[Data items]
************
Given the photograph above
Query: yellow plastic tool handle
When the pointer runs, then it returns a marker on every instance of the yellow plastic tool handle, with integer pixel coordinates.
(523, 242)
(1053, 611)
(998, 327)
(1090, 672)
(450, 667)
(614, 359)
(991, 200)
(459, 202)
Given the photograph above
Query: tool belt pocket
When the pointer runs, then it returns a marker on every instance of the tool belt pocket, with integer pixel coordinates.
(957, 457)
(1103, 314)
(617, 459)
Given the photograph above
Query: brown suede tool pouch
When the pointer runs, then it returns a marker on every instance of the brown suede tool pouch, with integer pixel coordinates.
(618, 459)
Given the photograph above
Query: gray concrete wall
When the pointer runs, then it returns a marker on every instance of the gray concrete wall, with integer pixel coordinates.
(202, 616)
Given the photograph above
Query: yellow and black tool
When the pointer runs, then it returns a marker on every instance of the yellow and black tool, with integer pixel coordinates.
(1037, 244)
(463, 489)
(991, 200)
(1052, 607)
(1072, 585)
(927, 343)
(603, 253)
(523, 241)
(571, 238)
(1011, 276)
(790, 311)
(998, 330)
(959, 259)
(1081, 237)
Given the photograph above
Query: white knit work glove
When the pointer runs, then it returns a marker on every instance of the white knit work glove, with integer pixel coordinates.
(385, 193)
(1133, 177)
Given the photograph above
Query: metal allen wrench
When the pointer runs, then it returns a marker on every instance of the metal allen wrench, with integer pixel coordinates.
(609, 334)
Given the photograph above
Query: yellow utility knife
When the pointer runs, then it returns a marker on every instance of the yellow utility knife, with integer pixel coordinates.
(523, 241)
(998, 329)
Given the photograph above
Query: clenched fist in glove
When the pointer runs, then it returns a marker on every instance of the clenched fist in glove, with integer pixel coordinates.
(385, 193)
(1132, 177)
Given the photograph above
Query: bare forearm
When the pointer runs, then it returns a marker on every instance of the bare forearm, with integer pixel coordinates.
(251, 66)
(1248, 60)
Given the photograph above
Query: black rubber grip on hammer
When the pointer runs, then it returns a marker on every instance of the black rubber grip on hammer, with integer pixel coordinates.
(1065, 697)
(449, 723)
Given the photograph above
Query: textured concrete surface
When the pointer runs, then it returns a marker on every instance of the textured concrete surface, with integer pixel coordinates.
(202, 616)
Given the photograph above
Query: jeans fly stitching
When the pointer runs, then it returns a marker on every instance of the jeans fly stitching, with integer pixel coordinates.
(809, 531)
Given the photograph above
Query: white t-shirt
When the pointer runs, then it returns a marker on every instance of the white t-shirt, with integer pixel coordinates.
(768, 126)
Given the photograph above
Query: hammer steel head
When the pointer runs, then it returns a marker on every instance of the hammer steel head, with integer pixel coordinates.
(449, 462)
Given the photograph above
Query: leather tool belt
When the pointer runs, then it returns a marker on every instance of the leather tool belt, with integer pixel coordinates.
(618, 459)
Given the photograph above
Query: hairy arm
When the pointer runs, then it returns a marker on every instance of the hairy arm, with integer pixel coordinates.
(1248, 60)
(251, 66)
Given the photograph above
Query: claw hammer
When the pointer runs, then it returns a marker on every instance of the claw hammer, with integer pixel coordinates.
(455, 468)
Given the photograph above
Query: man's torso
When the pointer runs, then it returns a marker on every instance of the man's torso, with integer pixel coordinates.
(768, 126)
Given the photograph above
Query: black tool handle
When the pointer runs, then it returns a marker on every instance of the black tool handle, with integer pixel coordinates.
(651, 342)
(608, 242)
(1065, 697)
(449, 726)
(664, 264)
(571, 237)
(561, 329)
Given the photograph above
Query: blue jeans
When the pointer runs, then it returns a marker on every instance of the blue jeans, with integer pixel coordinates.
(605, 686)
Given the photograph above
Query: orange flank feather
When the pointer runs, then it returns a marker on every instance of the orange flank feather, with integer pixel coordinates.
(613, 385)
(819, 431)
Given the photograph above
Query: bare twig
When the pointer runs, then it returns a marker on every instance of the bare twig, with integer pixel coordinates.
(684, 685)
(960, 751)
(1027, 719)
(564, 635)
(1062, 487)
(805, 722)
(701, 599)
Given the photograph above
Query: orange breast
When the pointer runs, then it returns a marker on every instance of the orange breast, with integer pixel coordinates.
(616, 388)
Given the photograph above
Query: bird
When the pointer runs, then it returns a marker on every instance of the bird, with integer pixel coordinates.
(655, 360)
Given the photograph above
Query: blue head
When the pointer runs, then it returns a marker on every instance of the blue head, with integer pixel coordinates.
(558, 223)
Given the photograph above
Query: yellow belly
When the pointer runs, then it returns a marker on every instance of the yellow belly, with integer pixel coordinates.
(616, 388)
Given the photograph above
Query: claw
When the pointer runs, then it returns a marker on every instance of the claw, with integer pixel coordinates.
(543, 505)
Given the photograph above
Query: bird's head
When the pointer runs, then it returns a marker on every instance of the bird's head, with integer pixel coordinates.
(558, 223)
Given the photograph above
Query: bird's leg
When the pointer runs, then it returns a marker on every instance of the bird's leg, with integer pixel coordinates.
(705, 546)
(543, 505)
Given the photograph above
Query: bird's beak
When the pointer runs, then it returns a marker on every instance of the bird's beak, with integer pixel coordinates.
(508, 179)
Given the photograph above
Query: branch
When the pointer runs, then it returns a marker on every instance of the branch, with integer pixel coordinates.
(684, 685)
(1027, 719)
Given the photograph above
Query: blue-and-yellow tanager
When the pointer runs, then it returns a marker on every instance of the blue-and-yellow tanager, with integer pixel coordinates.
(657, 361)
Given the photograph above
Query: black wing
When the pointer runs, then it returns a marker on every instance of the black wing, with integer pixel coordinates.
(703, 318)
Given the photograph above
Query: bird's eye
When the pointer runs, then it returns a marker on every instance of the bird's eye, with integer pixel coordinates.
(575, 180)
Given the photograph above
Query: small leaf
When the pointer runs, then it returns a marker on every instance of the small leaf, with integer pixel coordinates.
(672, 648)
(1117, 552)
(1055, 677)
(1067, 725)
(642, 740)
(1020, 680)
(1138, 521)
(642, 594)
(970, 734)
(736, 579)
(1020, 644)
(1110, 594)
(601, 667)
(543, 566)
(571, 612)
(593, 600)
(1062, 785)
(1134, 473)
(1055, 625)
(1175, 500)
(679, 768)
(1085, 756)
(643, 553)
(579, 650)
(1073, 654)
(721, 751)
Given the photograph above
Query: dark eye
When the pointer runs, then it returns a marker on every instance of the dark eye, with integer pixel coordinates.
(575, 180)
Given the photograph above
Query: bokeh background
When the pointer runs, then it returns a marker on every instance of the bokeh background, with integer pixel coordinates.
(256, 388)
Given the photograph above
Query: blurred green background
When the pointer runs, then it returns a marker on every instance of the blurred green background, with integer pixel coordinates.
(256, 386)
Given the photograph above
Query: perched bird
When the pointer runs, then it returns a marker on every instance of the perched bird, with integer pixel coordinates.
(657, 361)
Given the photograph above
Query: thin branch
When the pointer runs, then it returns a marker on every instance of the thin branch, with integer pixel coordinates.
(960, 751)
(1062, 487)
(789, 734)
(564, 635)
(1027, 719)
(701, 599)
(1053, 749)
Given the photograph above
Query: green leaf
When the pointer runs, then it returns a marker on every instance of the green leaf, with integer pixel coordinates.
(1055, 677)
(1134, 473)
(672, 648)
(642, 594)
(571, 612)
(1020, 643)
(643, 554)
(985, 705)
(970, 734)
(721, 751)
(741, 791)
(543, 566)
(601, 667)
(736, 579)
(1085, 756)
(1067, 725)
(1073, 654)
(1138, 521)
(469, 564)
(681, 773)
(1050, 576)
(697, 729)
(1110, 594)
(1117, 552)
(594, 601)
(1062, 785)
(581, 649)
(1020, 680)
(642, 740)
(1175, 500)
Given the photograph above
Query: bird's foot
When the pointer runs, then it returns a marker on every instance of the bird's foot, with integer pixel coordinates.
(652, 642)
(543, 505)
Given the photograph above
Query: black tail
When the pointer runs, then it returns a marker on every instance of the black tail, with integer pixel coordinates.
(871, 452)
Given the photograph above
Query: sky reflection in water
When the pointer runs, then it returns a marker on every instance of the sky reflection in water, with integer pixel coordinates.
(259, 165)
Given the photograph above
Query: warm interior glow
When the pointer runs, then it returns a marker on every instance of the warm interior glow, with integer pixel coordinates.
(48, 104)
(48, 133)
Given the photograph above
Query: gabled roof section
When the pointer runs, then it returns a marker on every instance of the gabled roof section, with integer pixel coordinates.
************
§ Requirement:
Starting at the first line of the items above and stopping after the line that contains "(1133, 177)", rewrite those lines as a numbered list, leaving out any blank lines.

§ Solution:
1. Given the photograph above
2. Query: yellow plastic tool handle
3. When the pointer runs, then it returns a marker on every instance of the yellow plastic tool handle, with integer pixel coordinates.
4. (523, 242)
5. (1053, 611)
6. (998, 327)
7. (1090, 672)
8. (450, 667)
9. (614, 359)
10. (991, 200)
11. (459, 202)
12. Given the photograph above
13. Query: tool belt pocket
14. When the pointer runs, then it returns a marker on every instance of the tool belt pocket, with integer pixel coordinates.
15. (957, 457)
16. (1103, 314)
17. (617, 459)
18. Given the photograph above
19. Query: brown suede tool pouch
20. When the pointer runs, then it returns a marker on every instance of the brown suede tool pouch, with integer pixel coordinates.
21. (618, 459)
22. Given the photograph above
23. Query: gray concrete wall
24. When the pointer runs, then it returns a marker on every instance of the gray concrete wall, with integer pixel coordinates.
25. (202, 616)
26. Given the photograph above
27. Query: yellow and black tool
28. When the pointer runs, then it returns a marker on every instance of the yellow and black tool, with integer pixel coordinates.
29. (1037, 244)
30. (463, 489)
31. (991, 200)
32. (1052, 607)
33. (1072, 585)
34. (927, 343)
35. (603, 253)
36. (523, 241)
37. (571, 238)
38. (1011, 276)
39. (790, 311)
40. (998, 330)
41. (959, 259)
42. (1081, 237)
43. Given the photograph above
44. Query: white knit work glove
45. When the pointer runs, then it returns a marker on every instance of the white knit work glove, with integer pixel coordinates.
46. (385, 193)
47. (1133, 177)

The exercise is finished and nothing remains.